> [Required work] From the line that has "Target: apartment building" down to the final line of the listing below, transcribe every line exactly, and only those.

★ ★ ★ ★ ★

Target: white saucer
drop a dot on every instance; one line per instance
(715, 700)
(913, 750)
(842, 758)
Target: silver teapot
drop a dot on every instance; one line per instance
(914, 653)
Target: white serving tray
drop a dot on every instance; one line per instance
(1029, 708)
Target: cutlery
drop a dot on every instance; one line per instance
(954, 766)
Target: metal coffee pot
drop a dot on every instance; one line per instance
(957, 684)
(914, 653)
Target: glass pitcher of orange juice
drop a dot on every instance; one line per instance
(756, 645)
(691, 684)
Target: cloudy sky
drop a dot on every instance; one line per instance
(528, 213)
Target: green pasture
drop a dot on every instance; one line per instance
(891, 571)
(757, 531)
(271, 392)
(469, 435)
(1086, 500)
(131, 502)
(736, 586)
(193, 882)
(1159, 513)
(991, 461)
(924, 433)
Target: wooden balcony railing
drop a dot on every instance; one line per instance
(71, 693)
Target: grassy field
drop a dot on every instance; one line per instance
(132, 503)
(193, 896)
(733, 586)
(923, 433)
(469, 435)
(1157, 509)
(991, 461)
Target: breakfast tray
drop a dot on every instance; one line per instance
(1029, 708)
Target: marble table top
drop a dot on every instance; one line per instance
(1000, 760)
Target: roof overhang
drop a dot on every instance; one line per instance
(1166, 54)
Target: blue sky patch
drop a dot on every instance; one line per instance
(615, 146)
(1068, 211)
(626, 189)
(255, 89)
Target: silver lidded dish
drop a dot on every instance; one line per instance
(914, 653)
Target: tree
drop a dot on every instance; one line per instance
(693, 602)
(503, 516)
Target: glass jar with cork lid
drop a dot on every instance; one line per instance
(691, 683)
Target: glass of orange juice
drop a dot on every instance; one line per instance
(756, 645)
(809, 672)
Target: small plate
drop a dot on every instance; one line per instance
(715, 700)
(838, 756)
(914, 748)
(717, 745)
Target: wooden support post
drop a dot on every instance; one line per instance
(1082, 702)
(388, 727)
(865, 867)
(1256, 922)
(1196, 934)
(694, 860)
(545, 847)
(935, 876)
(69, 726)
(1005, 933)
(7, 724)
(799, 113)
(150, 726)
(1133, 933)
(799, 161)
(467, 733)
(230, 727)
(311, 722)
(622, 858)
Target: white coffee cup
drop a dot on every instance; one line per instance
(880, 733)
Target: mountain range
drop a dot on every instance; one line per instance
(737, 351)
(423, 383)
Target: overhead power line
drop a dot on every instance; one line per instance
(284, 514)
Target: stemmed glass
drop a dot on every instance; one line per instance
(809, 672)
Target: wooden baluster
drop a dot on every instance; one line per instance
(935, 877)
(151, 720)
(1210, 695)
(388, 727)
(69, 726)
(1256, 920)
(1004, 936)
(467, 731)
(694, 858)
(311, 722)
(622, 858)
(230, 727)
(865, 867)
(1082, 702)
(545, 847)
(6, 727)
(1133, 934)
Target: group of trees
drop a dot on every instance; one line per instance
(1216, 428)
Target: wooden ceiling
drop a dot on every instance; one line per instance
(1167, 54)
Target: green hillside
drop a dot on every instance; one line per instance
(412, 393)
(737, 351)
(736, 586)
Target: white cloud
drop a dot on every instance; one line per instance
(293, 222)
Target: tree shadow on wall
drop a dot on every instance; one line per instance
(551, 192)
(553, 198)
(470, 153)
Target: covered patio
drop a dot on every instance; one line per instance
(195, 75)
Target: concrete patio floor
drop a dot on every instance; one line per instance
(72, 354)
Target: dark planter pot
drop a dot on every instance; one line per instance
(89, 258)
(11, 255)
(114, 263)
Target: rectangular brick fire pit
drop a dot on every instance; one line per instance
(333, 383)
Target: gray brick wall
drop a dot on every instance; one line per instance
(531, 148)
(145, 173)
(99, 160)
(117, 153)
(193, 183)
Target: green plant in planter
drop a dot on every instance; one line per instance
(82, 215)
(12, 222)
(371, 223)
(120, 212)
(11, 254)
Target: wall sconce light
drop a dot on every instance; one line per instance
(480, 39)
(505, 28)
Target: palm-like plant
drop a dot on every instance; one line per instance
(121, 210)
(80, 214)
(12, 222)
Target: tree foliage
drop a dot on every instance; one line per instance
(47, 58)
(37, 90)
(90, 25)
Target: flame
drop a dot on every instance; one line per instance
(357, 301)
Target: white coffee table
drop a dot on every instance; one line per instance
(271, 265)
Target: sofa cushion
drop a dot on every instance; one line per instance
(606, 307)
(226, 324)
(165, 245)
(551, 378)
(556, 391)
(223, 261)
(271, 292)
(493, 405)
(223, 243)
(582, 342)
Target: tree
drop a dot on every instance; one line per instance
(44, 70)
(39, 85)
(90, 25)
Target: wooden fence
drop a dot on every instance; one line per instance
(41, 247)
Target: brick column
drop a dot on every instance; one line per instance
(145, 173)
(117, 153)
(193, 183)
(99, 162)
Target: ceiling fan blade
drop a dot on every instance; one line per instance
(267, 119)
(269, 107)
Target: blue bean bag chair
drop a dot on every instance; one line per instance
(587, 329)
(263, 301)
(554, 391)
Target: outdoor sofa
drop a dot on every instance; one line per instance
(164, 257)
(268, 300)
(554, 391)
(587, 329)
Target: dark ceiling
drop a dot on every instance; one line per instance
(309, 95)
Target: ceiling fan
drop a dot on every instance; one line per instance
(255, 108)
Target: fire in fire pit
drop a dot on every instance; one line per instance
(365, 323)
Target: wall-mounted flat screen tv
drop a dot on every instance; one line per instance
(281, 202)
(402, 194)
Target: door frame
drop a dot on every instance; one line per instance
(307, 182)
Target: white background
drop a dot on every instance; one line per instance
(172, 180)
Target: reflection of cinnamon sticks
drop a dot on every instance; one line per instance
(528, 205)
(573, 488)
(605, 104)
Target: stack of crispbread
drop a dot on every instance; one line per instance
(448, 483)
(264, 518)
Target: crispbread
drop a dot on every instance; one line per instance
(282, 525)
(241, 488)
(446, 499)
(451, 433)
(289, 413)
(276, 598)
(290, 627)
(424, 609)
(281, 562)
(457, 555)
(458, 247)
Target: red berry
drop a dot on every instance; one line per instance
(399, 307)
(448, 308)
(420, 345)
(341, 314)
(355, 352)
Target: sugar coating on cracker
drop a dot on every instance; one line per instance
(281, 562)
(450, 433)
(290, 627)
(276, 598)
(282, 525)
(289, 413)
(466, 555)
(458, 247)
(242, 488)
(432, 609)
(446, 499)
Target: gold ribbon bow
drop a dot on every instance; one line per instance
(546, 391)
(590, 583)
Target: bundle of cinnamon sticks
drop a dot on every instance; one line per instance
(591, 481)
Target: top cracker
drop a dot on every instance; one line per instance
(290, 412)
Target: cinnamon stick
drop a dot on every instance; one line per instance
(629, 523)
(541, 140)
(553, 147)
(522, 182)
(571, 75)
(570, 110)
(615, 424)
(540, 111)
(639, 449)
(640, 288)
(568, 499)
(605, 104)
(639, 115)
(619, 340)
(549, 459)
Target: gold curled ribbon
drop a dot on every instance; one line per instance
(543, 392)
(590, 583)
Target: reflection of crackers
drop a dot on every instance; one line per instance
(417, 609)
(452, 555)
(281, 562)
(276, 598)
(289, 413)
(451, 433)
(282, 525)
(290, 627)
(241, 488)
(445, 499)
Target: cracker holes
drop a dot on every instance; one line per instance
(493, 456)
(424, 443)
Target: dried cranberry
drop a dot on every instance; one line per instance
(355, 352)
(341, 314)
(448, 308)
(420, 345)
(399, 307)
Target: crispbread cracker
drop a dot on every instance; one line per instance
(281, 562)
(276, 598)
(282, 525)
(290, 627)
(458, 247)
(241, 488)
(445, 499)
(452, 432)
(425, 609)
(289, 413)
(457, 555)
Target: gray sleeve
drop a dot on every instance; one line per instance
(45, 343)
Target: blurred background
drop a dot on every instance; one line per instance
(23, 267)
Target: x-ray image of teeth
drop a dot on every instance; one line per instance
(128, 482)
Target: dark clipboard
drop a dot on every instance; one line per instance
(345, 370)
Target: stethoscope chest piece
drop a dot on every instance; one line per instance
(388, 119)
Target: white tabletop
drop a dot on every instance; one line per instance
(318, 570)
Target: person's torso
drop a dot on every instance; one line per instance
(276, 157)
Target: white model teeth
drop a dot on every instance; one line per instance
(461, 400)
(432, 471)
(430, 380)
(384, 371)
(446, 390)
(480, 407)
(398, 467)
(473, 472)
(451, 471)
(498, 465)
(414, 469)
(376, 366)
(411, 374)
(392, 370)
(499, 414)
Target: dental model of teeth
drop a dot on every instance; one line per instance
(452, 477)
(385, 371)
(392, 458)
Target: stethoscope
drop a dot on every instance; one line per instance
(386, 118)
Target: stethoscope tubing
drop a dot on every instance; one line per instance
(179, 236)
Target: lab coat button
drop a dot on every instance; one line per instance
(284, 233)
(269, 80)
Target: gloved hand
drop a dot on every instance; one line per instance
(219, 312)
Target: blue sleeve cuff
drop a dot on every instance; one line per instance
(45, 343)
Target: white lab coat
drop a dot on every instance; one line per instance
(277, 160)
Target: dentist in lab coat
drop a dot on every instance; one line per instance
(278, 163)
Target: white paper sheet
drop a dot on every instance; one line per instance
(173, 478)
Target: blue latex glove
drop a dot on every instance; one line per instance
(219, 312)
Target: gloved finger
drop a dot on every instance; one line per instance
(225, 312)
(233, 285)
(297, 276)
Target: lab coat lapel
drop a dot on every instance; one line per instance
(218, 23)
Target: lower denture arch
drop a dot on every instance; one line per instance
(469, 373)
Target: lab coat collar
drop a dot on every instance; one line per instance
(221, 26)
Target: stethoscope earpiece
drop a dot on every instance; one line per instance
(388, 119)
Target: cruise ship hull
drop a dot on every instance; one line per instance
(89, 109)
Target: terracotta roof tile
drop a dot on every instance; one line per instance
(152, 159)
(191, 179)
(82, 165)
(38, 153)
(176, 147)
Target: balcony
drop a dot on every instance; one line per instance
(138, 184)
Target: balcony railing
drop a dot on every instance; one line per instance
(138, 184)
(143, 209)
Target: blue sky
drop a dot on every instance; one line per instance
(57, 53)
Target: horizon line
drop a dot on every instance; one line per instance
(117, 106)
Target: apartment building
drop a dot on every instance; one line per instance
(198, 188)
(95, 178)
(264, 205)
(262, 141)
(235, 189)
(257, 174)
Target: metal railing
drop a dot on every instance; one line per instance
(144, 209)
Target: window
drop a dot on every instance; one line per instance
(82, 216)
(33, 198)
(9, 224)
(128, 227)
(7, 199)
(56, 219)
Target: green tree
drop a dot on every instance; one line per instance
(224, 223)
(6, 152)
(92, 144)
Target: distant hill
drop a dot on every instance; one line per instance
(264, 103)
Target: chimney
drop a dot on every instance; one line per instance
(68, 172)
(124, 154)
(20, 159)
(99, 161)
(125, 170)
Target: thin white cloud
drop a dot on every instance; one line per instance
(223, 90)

★ ★ ★ ★ ★

> [Response]
Target: apartment building
drop a dot on every instance; one line per instance
(198, 188)
(95, 178)
(264, 205)
(262, 141)
(235, 189)
(257, 174)
Target: metal railing
drop a dot on every instance; one line per instance
(144, 209)
Target: window
drop a dot on every instance; one line per instance
(82, 216)
(33, 198)
(9, 224)
(128, 227)
(7, 199)
(56, 219)
Target: green tree
drop a dot on every instance; one line per instance
(224, 223)
(6, 152)
(92, 144)
Target: distant hill
drop a dot on every instance; one line per instance
(264, 103)
Target: chimney
drop a dot on every instance; one line per instance
(68, 172)
(124, 154)
(20, 159)
(99, 161)
(125, 170)
Target: thin white cloud
drop a dot on every instance; one line per instance
(223, 90)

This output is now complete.